» AVAILABLE DATA:
· · · · · · ·

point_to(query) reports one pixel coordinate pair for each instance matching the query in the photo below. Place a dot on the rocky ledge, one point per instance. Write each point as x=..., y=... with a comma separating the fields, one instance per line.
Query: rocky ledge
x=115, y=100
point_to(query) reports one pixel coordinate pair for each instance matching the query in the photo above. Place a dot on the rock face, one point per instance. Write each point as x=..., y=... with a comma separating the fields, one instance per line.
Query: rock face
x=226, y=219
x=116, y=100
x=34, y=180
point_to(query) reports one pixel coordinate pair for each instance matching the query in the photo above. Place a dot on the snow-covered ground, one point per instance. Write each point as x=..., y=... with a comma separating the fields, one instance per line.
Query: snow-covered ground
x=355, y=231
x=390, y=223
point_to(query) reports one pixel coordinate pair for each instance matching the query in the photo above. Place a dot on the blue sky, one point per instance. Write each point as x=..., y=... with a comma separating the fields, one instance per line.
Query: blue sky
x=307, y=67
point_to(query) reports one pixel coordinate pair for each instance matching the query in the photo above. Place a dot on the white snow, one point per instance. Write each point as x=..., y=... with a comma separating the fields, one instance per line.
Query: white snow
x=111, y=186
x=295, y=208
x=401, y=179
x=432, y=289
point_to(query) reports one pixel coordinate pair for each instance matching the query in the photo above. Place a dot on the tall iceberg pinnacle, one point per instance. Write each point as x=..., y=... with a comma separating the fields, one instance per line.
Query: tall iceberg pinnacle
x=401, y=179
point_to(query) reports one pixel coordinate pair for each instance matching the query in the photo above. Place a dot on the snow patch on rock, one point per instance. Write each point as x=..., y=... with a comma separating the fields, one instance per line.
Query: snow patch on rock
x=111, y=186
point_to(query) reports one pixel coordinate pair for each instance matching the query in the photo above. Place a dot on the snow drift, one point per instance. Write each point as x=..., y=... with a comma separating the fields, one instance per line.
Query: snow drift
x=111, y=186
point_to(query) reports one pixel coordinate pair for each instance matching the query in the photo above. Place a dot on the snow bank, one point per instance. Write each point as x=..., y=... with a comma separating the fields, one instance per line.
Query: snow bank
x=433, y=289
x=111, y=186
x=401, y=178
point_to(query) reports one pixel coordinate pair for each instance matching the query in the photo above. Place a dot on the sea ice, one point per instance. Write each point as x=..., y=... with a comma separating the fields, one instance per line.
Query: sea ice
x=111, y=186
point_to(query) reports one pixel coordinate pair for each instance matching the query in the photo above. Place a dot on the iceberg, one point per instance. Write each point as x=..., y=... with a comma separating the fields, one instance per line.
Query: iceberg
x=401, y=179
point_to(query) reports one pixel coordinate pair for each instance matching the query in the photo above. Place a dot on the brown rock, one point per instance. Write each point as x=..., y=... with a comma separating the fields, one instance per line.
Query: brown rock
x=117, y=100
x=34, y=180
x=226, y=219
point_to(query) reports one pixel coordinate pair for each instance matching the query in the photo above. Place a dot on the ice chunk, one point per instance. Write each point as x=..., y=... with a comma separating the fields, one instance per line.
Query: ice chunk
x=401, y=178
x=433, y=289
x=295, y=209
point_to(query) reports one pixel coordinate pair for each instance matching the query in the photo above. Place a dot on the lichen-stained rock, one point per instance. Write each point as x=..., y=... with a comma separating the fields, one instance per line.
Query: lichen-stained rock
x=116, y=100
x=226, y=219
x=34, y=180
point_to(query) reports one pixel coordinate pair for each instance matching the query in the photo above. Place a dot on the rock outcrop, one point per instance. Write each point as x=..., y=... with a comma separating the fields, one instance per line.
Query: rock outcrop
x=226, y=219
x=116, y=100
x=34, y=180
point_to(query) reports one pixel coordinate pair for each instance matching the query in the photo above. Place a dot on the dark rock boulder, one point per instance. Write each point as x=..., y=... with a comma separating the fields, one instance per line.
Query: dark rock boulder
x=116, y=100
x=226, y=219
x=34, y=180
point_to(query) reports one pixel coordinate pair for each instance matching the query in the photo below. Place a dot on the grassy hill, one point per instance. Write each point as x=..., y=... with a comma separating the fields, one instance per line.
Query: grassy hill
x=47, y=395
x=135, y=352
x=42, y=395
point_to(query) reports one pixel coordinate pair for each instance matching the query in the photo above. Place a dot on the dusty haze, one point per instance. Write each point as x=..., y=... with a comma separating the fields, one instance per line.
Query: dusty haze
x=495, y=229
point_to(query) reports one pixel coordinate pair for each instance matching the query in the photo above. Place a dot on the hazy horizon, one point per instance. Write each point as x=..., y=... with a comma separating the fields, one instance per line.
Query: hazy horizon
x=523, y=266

· · · · · · ·

Transcribe every record above exactly as it appears.

point_to(query) reports one pixel coordinate pair for each instance matching the query in the photo below. Place a dot on the rocky ledge, one point per instance. Write each point as x=..., y=... with a comma separating the fields, one instance per line.
Query: rocky ledge
x=115, y=100
point_to(query) reports one pixel coordinate pair for each instance matching the query in the photo above. Place a dot on the rock face, one point per instance. Write each point as x=..., y=... with a comma separating the fields, one instance per line.
Query: rock face
x=226, y=219
x=116, y=100
x=34, y=180
point_to(query) reports one pixel coordinate pair for each instance matching the query in the photo above. Place a dot on the snow-covered ground, one point per instance. Write each point as x=..., y=... with a comma separating the fields, one instance per line.
Query: snow-covered ground
x=355, y=231
x=390, y=223
point_to(query) reports one pixel coordinate pair for each instance matching the query in the photo above. Place a dot on the blue sky, one point per instance. Write each point as x=..., y=... with a comma separating the fields, one instance per line.
Query: blue sky
x=307, y=67
point_to(query) reports one pixel coordinate pair for each instance matching the query in the photo above. Place a dot on the white snow, one point per instance. Write each point as x=..., y=... with a comma separating the fields, one instance per line.
Query: white snow
x=111, y=186
x=295, y=208
x=401, y=179
x=432, y=289
point_to(query) reports one pixel coordinate pair for each instance matching the query in the photo above. Place a dot on the tall iceberg pinnacle, one point per instance. Write each point as x=..., y=... with a comma separating the fields, one instance per line.
Query: tall iceberg pinnacle
x=401, y=179
point_to(query) reports one pixel coordinate pair for each instance matching the query in the photo above. Place a dot on the snow patch on rock, one point per instance. Write each point as x=..., y=... with a comma separating the fields, one instance per line.
Query: snow patch on rock
x=111, y=186
point_to(query) reports one pixel coordinate pair for each instance matching the query in the photo above. Place a dot on the snow drift, one point per instance. Write each point as x=..., y=... with a comma separating the fields, one instance per line.
Query: snow drift
x=111, y=186
point_to(query) reports one pixel coordinate pair for each instance matching the query in the photo above. Place a dot on the snow bank, one point per instance. Write each point as x=..., y=... with a comma separating the fields, one instance per line.
Query: snow bank
x=433, y=289
x=111, y=186
x=401, y=178
point_to(query) reports one pixel coordinate pair for each instance matching the query in the photo above. Place a dot on the sea ice, one point per instance. Write each point as x=..., y=... with a comma separating the fields, one instance per line.
Query: sea ice
x=111, y=186
point_to(query) reports one pixel coordinate pair for each instance matching the query in the photo above. Place a dot on the iceberg, one point per instance. Write each point as x=..., y=... with a comma separating the fields, one instance per line.
Query: iceberg
x=401, y=179
point_to(query) reports one pixel coordinate pair for each instance matching the query in the photo above. Place a dot on the brown rock, one point per instance. Write each point as x=..., y=... with a comma separating the fields, one instance per line.
Query: brown rock
x=117, y=100
x=34, y=180
x=226, y=219
point_to(query) reports one pixel coordinate pair for each instance matching the query in the photo above. Place a dot on the ice chunk, one point per instance. Write each point as x=..., y=... with a comma separating the fields, one instance per line.
Query: ice chunk
x=401, y=178
x=433, y=289
x=295, y=209
point_to(query) reports one pixel coordinate pair for each instance matching the query in the photo above. Place a dot on the lichen-stained rock, one point per instance. Write each point as x=..., y=... with a comma separating the fields, one instance per line.
Query: lichen-stained rock
x=116, y=100
x=226, y=219
x=34, y=180
point_to(query) reports one pixel coordinate pair for each instance matching the query in the photo above. Place a dot on the rock outcrop, one point per instance. Write each point as x=..., y=... with a comma separating the fields, one instance per line.
Query: rock outcrop
x=226, y=219
x=116, y=100
x=34, y=180
point_to(query) reports one pixel coordinate pair for each instance matching the query in the photo above. Place a dot on the dark rock boulder, one point per instance. Write each point as x=..., y=... with a comma separating the fields, one instance per line.
Query: dark rock boulder
x=116, y=100
x=226, y=219
x=34, y=180
point_to(query) reports one pixel coordinate pair for each instance matching the query in the photo below. Place a dot on the grassy hill, one point per instance. Write each point as x=..., y=... with a comma separating the fields, one instance per line.
Query: grassy hill
x=47, y=395
x=135, y=352
x=42, y=395
point_to(query) reports one pixel coordinate pair for each instance matching the query in the photo above. Place a dot on the dusty haze, one point per instance. Write each point as x=..., y=... with a comma separating the fields, one instance per line.
Query: dusty haze
x=495, y=229
point_to(query) reports one pixel coordinate pair for each instance matching the query in the photo above. Place a dot on the hazy horizon, one point per instance. Write each point as x=..., y=... with a comma separating the fields, one instance per line.
Query: hazy horizon
x=523, y=266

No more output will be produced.